Rows from a dataset

>> start

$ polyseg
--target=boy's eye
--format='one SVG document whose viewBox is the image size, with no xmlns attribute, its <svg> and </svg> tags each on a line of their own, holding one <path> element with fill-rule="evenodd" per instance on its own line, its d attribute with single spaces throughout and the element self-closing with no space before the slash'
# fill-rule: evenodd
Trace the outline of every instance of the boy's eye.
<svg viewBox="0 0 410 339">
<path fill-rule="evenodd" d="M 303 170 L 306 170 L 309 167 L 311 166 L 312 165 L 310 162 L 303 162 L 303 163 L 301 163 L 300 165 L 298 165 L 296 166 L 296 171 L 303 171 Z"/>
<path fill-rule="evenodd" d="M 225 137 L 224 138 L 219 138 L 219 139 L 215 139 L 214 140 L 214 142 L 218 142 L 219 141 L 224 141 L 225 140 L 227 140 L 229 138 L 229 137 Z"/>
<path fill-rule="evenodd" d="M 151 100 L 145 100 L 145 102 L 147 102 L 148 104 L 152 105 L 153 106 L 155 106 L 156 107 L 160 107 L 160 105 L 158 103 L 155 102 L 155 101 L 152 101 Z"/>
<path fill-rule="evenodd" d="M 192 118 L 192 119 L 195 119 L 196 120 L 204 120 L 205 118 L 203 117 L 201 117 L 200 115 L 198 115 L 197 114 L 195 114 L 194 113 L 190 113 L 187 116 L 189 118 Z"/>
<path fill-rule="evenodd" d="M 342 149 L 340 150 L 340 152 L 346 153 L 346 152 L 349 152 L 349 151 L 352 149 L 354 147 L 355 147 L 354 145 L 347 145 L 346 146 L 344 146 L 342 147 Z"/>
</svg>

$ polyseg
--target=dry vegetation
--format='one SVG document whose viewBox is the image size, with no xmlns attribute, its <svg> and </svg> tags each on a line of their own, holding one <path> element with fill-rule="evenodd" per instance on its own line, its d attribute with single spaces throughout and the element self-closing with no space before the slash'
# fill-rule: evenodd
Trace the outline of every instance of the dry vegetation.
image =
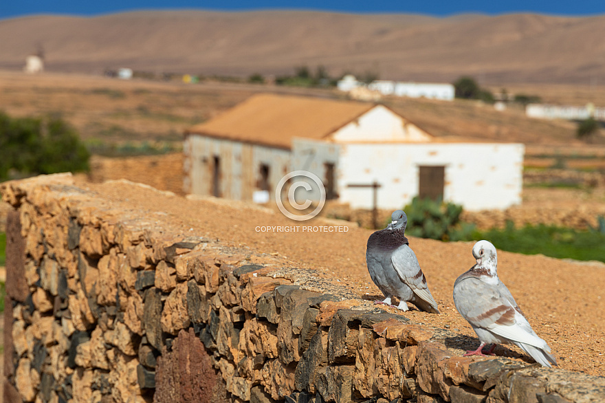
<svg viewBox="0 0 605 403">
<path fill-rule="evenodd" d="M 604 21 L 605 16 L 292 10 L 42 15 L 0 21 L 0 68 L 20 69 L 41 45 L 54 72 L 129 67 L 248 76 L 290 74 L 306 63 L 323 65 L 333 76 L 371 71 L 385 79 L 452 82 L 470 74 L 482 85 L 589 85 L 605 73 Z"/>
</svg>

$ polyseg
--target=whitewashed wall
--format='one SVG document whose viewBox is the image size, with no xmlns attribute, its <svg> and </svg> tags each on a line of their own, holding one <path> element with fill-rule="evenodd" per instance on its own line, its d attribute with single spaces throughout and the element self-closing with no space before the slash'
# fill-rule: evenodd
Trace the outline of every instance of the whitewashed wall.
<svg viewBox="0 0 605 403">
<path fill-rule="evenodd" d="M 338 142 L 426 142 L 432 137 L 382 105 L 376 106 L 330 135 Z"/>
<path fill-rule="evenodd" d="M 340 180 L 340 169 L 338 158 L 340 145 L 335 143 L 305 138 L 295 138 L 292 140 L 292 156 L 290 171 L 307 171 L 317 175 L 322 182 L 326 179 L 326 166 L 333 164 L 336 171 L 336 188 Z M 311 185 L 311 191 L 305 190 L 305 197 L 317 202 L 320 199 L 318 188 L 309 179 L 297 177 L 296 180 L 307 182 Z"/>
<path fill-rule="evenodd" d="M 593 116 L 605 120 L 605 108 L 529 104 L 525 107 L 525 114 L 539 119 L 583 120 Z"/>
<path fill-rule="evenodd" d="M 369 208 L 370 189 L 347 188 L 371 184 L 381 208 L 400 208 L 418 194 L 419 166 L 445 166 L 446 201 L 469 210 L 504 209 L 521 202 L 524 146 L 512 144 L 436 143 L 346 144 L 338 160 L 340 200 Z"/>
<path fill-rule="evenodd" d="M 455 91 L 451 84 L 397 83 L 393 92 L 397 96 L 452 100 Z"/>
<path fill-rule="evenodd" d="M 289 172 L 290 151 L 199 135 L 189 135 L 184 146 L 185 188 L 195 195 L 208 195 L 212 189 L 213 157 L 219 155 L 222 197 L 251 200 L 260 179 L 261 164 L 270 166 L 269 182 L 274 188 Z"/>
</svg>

>> end

Problem details: Rewrite every line of the records above as a numbered list, skipping any blank lines. Leave the pictures out of your answer.

Response for this exercise:
1. $ polyseg
2. --target=boy's eye
3. --format='one SVG document whose viewBox is the image size, with no xmlns attribute, its <svg> and </svg> tags each on a line of their own, holding one <path> element with fill-rule="evenodd" per instance on its own line, its d attribute with single spaces throughout and the element self-closing with no space before the slash'
4. # fill-rule: evenodd
5. Trace the outline of every instance of the boy's eye.
6. <svg viewBox="0 0 410 339">
7. <path fill-rule="evenodd" d="M 303 170 L 306 170 L 309 167 L 311 166 L 312 165 L 310 162 L 303 162 L 303 163 L 301 163 L 300 165 L 298 165 L 296 166 L 296 171 L 303 171 Z"/>
8. <path fill-rule="evenodd" d="M 225 137 L 224 138 L 219 138 L 219 139 L 215 139 L 214 140 L 214 142 L 218 142 L 219 141 L 224 141 L 225 140 L 227 140 L 229 138 L 229 137 Z"/>
9. <path fill-rule="evenodd" d="M 151 100 L 145 100 L 145 102 L 147 102 L 148 104 L 152 105 L 153 106 L 155 106 L 156 107 L 160 107 L 160 105 L 158 103 L 155 102 L 155 101 L 152 101 Z"/>
10. <path fill-rule="evenodd" d="M 192 118 L 192 119 L 195 119 L 196 120 L 204 120 L 205 118 L 203 117 L 201 117 L 200 115 L 198 115 L 197 114 L 195 114 L 194 113 L 190 113 L 187 116 L 189 118 Z"/>
11. <path fill-rule="evenodd" d="M 342 149 L 340 150 L 340 152 L 346 153 L 346 152 L 349 152 L 349 151 L 352 149 L 354 147 L 355 147 L 354 145 L 347 145 L 346 146 L 344 146 L 342 147 Z"/>
12. </svg>
13. $ polyseg
14. --target=dry vegetation
15. --format='one SVG document whose viewBox is the image size, with no xmlns attribute, its <svg> and </svg> tags each on a line of their own, holding one <path> element with fill-rule="evenodd" per instance on its own line, its d attribute with single spaces throughout and the element self-closing with no space before the slash'
16. # fill-rule: evenodd
17. Trace the outline of every instance of the dry vegetation.
18. image =
19. <svg viewBox="0 0 605 403">
20. <path fill-rule="evenodd" d="M 604 21 L 605 16 L 292 10 L 42 15 L 0 21 L 0 68 L 20 69 L 41 45 L 54 72 L 129 67 L 248 76 L 290 74 L 306 63 L 323 65 L 333 76 L 371 71 L 385 79 L 452 82 L 470 74 L 482 85 L 589 85 L 605 73 Z"/>
21. </svg>
22. $ polyseg
23. --target=whitewashed wall
24. --format='one SVG document whose viewBox is the image size, with no xmlns attribute, its <svg> and </svg> tags each on a line of their own, holding one <path> element with fill-rule="evenodd" per instance on its own line, its d attribute with single spaces throughout and the element self-closing with no space before the slash'
25. # fill-rule: evenodd
26. Trace the outline of every instance of the whitewashed wall.
27. <svg viewBox="0 0 605 403">
28. <path fill-rule="evenodd" d="M 338 142 L 426 142 L 432 137 L 382 105 L 376 106 L 330 135 Z"/>
29. <path fill-rule="evenodd" d="M 340 180 L 340 169 L 338 158 L 340 145 L 335 143 L 305 138 L 295 138 L 292 140 L 292 156 L 290 171 L 307 171 L 317 175 L 322 182 L 326 179 L 326 166 L 333 164 L 336 171 L 336 188 Z M 311 185 L 311 191 L 305 190 L 305 197 L 317 202 L 320 199 L 318 188 L 309 179 L 297 177 L 296 180 L 307 182 Z"/>
30. <path fill-rule="evenodd" d="M 593 116 L 605 120 L 605 108 L 529 104 L 525 107 L 525 114 L 539 119 L 583 120 Z"/>
31. <path fill-rule="evenodd" d="M 369 208 L 370 189 L 347 188 L 371 184 L 381 208 L 400 208 L 418 194 L 419 166 L 445 166 L 446 201 L 469 210 L 504 209 L 521 202 L 524 146 L 512 144 L 436 143 L 346 144 L 338 160 L 340 200 Z"/>
32. <path fill-rule="evenodd" d="M 455 91 L 451 84 L 397 83 L 393 92 L 397 96 L 452 100 Z"/>
33. <path fill-rule="evenodd" d="M 289 172 L 290 151 L 199 135 L 189 135 L 184 146 L 185 188 L 195 195 L 208 195 L 212 189 L 213 157 L 219 155 L 222 197 L 251 200 L 260 179 L 261 164 L 270 166 L 269 182 L 274 188 Z"/>
34. </svg>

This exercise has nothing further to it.